EXCERPT PROVIDED.
========================================================================

Cheltenham has always been a moment when the licensed betting industry likes to show off its strength. This year, it’s also become a reminder that the black market isn’t just a casino problem any more – if it ever really was in the first place.
The headline figure
The Betting and Gaming Council says up to £60 million may have been staked with illegal operators during Cheltenham Festival week. That estimate rests on two wider claims: that Cheltenham attracts around £1 billion in betting turnover, and that roughly 6% of all wagers in Great Britain are now placed with illegal operators. Whether you take the figure as an educated guess or an exact measurement, it’s far too large to dismiss as background noise.
What makes this story interesting isn’t just the number itself. It’s what the number suggests about where the black market is gaining traction. In recent years, when people in the legal sector talked about offshore or unlicensed gambling, the conversation often drifted towards online casinos, slots, self-excluded players being targeted elsewhere, and the wider remote market. The Gambling Commission’s own research in 2025 was framed as a study of illegal online gambling, while other reports focused on illegal operators’ share of the online gambling marketplace as a whole. Cheltenham, though, is a reminder that sports betting, and racing in particular, isn’t somehow insulated from the same pressure.
That matters because Cheltenham isn’t just another facet of British betting life. It’s one of the most recognisable betting events in the calendar, one that attracts mainstream punters, racing regulars, casual accumulators, on-course action and wall-to-wall promotional noise. If illegal operators can carve out a meaningful share during that week, they’re not nibbling around the edges. They’re feeding on one of the legal market’s prestige events.
Why this feels like a shift
The black market narrative in Britain has often been wrapped around remote casino play, offshore sites ignoring self-exclusion, and people looking for casinos with fewer restrictions. Cheltenham adds a different picture. It suggests mainstream sports betting traffic can leak too, and in very large volumes when the event is big enough.
The link between illegal sports content and illegal gambling has already become hard to ignore. In January, reporting based on a Campaign for Fairer Gambling study said illegal sports streams in Britain had doubled to 3.6 billion over three years, and that 89% of those streams carried advertising for unlicensed bookmakers. The same reporting said illicit operators were taking £379 million in the first half of 2025 and had reached 9% of the UK’s online gambling market, up from 2% in 2022. Those figures are contested by parts of the industry, as black market estimates often are, but the wider point is hard to miss. Illegal sports consumption and illegal betting are increasingly living in the same ecosystem.
That’s why the Cheltenham number lands so awkwardly. It makes the black market problem look less like a niche online casino destination and more like something that can latch on to mainstream sports events with alarming ease. Horse racing has always had a slightly different social profile from slots or online casino play. It feels older, more traditional, more rooted in the legal British market. If even that can be bitten into this sharply, then the old comforting distinction between “sports betting over here” and “dodgy offshore casino stuff over there” starts to look thin.
Illustrative comparison
This isn’t a full market-share model. It’s a simple visual of the current estimates made about Cheltenham week.

========================================================================

SET TASK.
Continue the article on illegal betting during Cheltenham Festival week, starting right after its final sentence.

RECORD EXTRACTS.
========================================================================

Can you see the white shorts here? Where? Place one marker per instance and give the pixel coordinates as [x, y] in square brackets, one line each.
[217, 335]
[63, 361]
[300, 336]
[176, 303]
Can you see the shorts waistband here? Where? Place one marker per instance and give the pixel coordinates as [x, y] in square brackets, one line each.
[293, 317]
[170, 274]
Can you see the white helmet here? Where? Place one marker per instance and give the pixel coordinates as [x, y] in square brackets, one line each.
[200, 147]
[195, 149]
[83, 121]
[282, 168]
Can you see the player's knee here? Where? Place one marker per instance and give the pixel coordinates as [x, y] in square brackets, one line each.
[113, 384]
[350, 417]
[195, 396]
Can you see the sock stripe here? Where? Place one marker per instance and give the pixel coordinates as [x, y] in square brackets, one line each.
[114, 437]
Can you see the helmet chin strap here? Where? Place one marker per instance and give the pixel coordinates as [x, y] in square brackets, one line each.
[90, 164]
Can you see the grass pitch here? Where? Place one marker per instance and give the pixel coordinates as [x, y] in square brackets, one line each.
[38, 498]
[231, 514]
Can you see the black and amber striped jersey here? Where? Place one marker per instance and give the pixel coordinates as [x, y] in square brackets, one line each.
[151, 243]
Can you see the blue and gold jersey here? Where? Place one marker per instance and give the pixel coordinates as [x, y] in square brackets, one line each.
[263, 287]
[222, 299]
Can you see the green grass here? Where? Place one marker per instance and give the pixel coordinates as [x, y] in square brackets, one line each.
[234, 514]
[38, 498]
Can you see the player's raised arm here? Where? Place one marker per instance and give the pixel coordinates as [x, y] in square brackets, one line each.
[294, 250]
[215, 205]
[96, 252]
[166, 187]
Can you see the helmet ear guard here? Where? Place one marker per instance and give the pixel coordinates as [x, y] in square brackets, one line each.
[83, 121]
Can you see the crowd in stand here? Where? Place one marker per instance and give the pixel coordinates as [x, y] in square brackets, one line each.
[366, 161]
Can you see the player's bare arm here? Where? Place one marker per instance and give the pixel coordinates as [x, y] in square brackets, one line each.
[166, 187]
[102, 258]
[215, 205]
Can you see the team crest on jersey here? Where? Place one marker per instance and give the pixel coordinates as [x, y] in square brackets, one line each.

========================================================================

OUTPUT FOR THIS TASK.
About £940m
Up to £60m
None of this means the black market suddenly cares more about racing than casinos. I wouldn’t go that far. Remote casino remains an obvious target because it’s continuous, easy to access, and often tied to the very consumers most vulnerable to offshore marketing, especially self-excluded users. The Guardian reported in December that offshore bookies were still aggressively targeting people on GAMSTOP, while the Gambling Commission said it had stepped up removals and blocks against illegal sites during late 2025. So the casino side of the problem has not gone away.
What the Cheltenham figure does is widen the argument. It says the illegal market is opportunistic enough to go wherever the audience is richest, most engaged and easiest to convert. If there’s a huge sporting event, a demand spike, and a ready-made stream of bettors hunting prices, offers or workarounds, the black market will show up there too. That shouldn’t really surprise anybody, but it does change the tone of the discussion. It becomes much harder to pretend this is mainly an online casino containment issue.
What I think the legal market should take from this
First, the black market argument can’t keep being framed as though it belongs to one vertical only. Second, if legal operators want people to stay inside the regulated system, they need to remember that punters compare convenience, price, friction and access, not just legal paperwork. Third, regulators and government can’t treat Cheltenham-sized leakage as a side note. At that level, it starts to look like a structural warning.
There is, of course, a political subtext to all this. The BGC has been arguing for months that heavier taxes and tighter restrictions risk pushing more consumers towards unlicensed sites. The trade body cited a separate Anacta poll in February saying 52% of bettors believed tax increases would make black market use more likely. Critics will say, not unfairly, that the industry has every incentive to stress this argument whenever tougher policy looms. That’s true. It doesn’t automatically make the warning false.
My own view is that the Cheltenham story is important precisely because it breaks the old mental sorting system. For a while, it was easy to imagine the illegal market as something lurking mainly around offshore casinos, crypto weirdness, slots excess and people trying to dodge protections. That picture was always incomplete, but it was comfortable. A £60 million estimate attached to the biggest week in British racing is much less comfortable. It says the black market can bite into traditional sports betting too, and bite hard.
So yes, this is a news story about Cheltenham. It’s also a bigger warning about where the market is heading. If illegal operators can turn one of the UK’s signature betting festivals into a meaningful payday, then the black market debate has moved. It’s no longer just about who’s sneaking off to shady casino sites. It’s also about whether mainstream sports betting is starting to leak in earnest. On this evidence, that looks less like a hypothetical and more like an uncomfortable fact.